■ **GIVEN TASK A**
Repeat the part of the divorce thread that opens with the words containing "# How long is" and closes with "(Feb 21, 2013)".
■ **GIVEN TASK B**
Go on with the divorce thread from the point where it stops.

# How long is the pain?



## Amaris (5 mo ago)

I was married for 23 years, I am in the process of a divorce, at times i am happy, but at times i am so emotional, its only been 10 months, but he kept coming back and going by reaching out to me online, we have three kids, one is a young adult already, so two are left. But i have to deal with having to co-parent. Does the pain ever go away? How long does it take, anyone had a long relationship that ended in a affair that divorce happened? They have a new person now and who is pregnant, he is no longer with his affair. I have been forgiving him throughout our marriage, but i finally made the decision to leave him. But why does it still hurt this seperation I had to make, does it go away?


----------



## Openminded (Feb 21, 2013)

I spent 45 years with a cheater before I finally got out. As to how long, that depends. Everyone is different and it takes as long as it takes. Some recover very quickly. Others take a lot longer. I don’t know of a way to fast-forward through the pain, unfortunately. I kept a journal of things I needed to do and wanted to do and had to do. It helped me see progress along the way. One day you’ll wake up and feel nothing for him. Take it a day at a time (or an hour at a time — sometimes that was all I felt I could manage). You’ll get to the other side but it won’t likely be as soon as you’d like so be easy on yourself.


----------



## Amaris (5 mo ago)

Thank you.


----------



## 342693 (Mar 2, 2020)

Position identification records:
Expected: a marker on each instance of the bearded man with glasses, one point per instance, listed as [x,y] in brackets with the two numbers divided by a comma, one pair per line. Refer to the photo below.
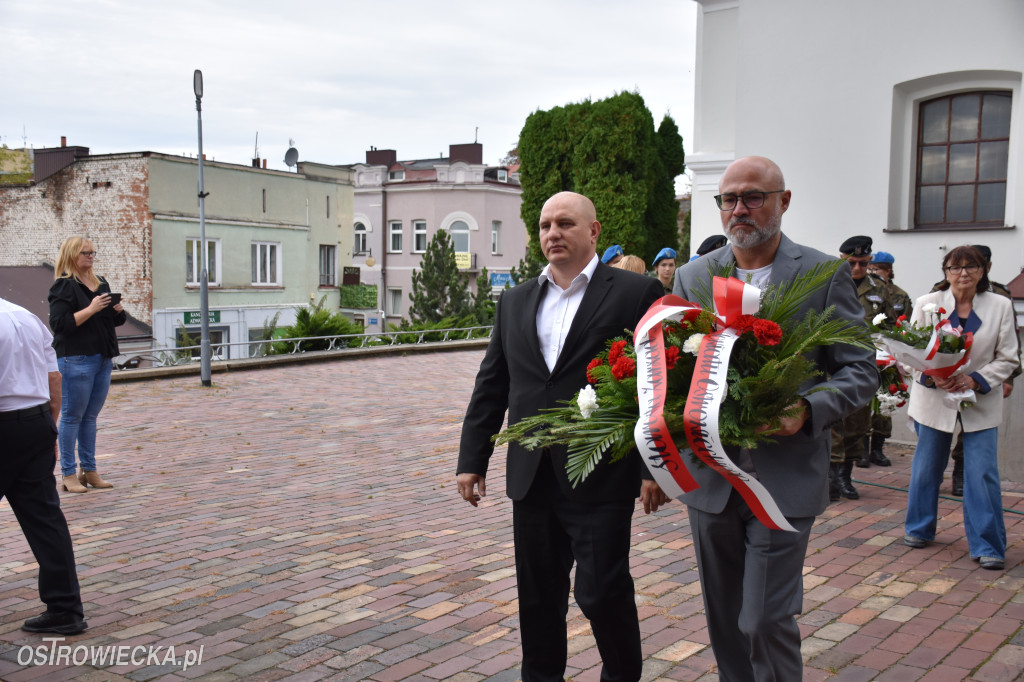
[752,577]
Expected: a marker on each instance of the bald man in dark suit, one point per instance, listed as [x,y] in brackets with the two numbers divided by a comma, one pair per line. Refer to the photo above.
[546,332]
[752,577]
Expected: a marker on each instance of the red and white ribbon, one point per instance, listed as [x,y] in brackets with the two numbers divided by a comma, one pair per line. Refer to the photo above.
[708,386]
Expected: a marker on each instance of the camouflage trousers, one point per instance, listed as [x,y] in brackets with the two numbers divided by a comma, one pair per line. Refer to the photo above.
[850,437]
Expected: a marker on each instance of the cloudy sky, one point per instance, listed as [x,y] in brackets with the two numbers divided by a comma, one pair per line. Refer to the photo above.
[336,76]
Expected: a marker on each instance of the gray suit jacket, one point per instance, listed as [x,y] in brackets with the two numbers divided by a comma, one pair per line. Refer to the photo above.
[795,468]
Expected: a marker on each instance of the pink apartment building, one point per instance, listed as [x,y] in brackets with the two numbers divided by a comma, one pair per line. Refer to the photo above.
[400,205]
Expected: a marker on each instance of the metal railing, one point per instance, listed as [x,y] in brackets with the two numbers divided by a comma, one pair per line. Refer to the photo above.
[310,344]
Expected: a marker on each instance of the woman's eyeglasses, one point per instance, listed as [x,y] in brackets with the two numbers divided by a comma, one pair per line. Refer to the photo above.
[956,269]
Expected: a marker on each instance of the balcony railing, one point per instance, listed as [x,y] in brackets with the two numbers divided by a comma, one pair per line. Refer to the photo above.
[305,345]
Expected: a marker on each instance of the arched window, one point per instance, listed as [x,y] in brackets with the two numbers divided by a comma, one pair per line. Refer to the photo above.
[360,239]
[460,236]
[963,151]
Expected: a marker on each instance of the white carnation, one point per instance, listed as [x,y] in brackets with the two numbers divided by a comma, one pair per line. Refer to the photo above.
[692,344]
[587,401]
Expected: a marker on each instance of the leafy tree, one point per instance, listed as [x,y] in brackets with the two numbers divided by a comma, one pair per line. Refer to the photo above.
[527,269]
[663,212]
[483,305]
[439,290]
[608,151]
[314,320]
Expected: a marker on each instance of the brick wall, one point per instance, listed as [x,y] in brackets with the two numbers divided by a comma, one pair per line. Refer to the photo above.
[104,199]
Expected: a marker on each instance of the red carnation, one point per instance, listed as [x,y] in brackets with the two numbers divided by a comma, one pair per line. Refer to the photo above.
[744,323]
[615,351]
[624,367]
[767,332]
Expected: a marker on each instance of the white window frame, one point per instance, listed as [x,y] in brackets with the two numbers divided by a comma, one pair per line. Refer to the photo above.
[359,238]
[903,148]
[467,231]
[394,229]
[419,235]
[496,238]
[193,278]
[268,260]
[394,301]
[332,265]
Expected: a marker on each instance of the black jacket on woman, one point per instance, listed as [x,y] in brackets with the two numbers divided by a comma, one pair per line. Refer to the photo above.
[95,335]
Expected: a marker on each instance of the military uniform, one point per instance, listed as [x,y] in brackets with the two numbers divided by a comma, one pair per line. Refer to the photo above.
[850,438]
[882,425]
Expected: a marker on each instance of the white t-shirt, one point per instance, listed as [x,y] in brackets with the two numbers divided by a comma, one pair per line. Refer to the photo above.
[28,357]
[554,316]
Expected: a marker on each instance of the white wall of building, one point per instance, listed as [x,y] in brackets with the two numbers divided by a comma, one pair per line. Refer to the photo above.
[829,91]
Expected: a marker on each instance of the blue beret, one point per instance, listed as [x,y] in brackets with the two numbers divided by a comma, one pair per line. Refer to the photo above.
[665,253]
[611,252]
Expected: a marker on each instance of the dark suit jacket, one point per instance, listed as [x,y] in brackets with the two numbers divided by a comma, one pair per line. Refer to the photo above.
[513,376]
[795,468]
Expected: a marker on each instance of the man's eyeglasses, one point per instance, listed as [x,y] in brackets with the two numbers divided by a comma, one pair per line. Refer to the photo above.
[956,269]
[752,200]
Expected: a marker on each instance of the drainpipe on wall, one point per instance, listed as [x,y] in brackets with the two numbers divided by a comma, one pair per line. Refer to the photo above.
[384,239]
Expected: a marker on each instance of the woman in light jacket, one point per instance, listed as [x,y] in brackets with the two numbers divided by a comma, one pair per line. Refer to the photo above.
[82,321]
[969,305]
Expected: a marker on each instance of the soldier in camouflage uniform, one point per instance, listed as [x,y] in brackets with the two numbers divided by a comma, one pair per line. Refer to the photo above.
[882,425]
[1008,385]
[850,438]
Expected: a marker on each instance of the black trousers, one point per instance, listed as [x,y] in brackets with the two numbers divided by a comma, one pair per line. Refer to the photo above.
[552,533]
[27,480]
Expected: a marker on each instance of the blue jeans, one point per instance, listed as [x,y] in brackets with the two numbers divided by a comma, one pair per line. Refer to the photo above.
[986,535]
[84,382]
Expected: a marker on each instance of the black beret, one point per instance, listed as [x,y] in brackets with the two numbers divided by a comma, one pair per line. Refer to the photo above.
[712,243]
[856,246]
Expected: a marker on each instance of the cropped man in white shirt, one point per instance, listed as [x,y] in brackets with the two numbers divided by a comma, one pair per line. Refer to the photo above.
[30,395]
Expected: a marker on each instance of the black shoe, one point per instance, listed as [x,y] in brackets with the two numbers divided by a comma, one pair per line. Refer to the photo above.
[846,487]
[834,494]
[915,543]
[64,624]
[958,478]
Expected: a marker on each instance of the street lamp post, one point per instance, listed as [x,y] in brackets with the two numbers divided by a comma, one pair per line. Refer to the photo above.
[204,289]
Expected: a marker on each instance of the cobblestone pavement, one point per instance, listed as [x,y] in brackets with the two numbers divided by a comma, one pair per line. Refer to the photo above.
[302,523]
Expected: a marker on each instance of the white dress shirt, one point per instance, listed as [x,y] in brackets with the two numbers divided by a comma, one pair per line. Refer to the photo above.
[26,357]
[558,307]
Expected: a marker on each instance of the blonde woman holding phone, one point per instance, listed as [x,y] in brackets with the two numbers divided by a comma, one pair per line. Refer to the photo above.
[83,314]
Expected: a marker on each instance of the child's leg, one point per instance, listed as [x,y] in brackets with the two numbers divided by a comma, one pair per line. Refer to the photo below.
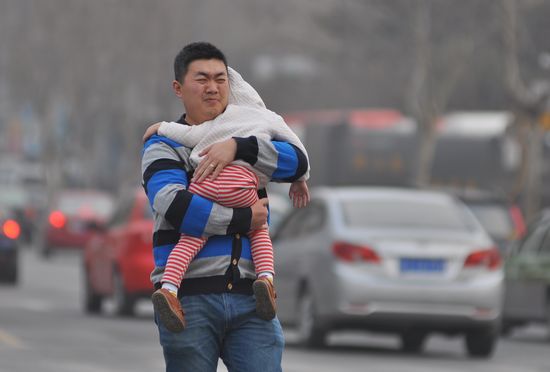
[179,259]
[262,252]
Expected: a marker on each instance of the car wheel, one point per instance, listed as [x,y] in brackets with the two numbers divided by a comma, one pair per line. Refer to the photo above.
[481,343]
[124,302]
[92,300]
[310,333]
[413,341]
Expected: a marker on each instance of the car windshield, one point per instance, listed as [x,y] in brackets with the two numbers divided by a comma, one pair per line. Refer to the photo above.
[83,205]
[406,213]
[494,218]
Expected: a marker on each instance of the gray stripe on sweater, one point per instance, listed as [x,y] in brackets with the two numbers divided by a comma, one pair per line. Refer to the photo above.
[211,266]
[267,157]
[164,199]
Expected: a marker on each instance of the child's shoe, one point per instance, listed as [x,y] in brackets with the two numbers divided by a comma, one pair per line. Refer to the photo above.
[265,297]
[168,307]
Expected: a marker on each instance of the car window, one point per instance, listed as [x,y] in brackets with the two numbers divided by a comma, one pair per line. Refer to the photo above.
[406,213]
[532,243]
[312,219]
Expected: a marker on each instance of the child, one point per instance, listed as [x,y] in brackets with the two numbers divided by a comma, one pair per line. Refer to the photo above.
[235,187]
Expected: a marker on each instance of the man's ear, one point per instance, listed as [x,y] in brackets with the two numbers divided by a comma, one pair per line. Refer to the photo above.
[176,86]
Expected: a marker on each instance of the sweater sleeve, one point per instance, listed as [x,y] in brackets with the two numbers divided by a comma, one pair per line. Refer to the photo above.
[165,180]
[281,161]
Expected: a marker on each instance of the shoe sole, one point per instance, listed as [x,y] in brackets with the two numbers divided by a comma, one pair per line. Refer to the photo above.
[167,317]
[265,308]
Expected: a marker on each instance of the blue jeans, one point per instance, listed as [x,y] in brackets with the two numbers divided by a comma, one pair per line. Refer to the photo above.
[223,326]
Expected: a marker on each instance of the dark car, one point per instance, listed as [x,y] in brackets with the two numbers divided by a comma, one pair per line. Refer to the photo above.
[119,258]
[73,217]
[501,218]
[9,233]
[527,275]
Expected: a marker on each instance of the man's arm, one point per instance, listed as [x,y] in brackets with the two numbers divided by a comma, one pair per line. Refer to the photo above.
[165,181]
[282,161]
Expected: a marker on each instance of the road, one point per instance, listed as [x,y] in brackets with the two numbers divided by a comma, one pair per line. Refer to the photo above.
[43,329]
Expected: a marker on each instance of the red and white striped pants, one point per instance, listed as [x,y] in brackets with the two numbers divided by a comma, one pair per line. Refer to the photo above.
[235,187]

■ **WRITTEN RESPONSE A**
# How long is the pain?



## Amaris (5 mo ago)

I was married for 23 years, I am in the process of a divorce, at times i am happy, but at times i am so emotional, its only been 10 months, but he kept coming back and going by reaching out to me online, we have three kids, one is a young adult already, so two are left. But i have to deal with having to co-parent. Does the pain ever go away? How long does it take, anyone had a long relationship that ended in a affair that divorce happened? They have a new person now and who is pregnant, he is no longer with his affair. I have been forgiving him throughout our marriage, but i finally made the decision to leave him. But why does it still hurt this seperation I had to make, does it go away?


----------



## Openminded (Feb 21, 2013)

■ **WRITTEN RESPONSE B**
Amaris said:


> I was married for 23 years, I am in the process of a divorce, at times i am happy, but at times i am so emotional, its only been 10 months, but he kept coming back and going by reaching out to me online, we have three kids, one is a young adult already, so two are left. But i have to deal with having to co-parent. Does the pain ever go away? How long does it take, anyone had a long relationship that ended in a affair that divorce happened? They have a new person now and who is pregnant, he is no longer with his affair. I have been forgiving him throughout our marriage, but i finally made the decision to leave him. But why does it still hurt this seperation I had to make, does it go away?


Severing all contact is the easiest way to heal. But you have kids, so you will have to see him occasionally. 

I know it's only been 10 months, but have you started putting yourself out there in the dating world? Okay if you haven't. But that's what helped me recover from her affair. I didn't date serious early on, but had coffee dates and found out there were good women out there and they found me attractive and desirable. Major boost to my shattered ego. Not saying rush to get in a serious relationship or sleep around either. But making new friends of the opposite sex will help take your mind off your ex and what he did to you. Best of luck!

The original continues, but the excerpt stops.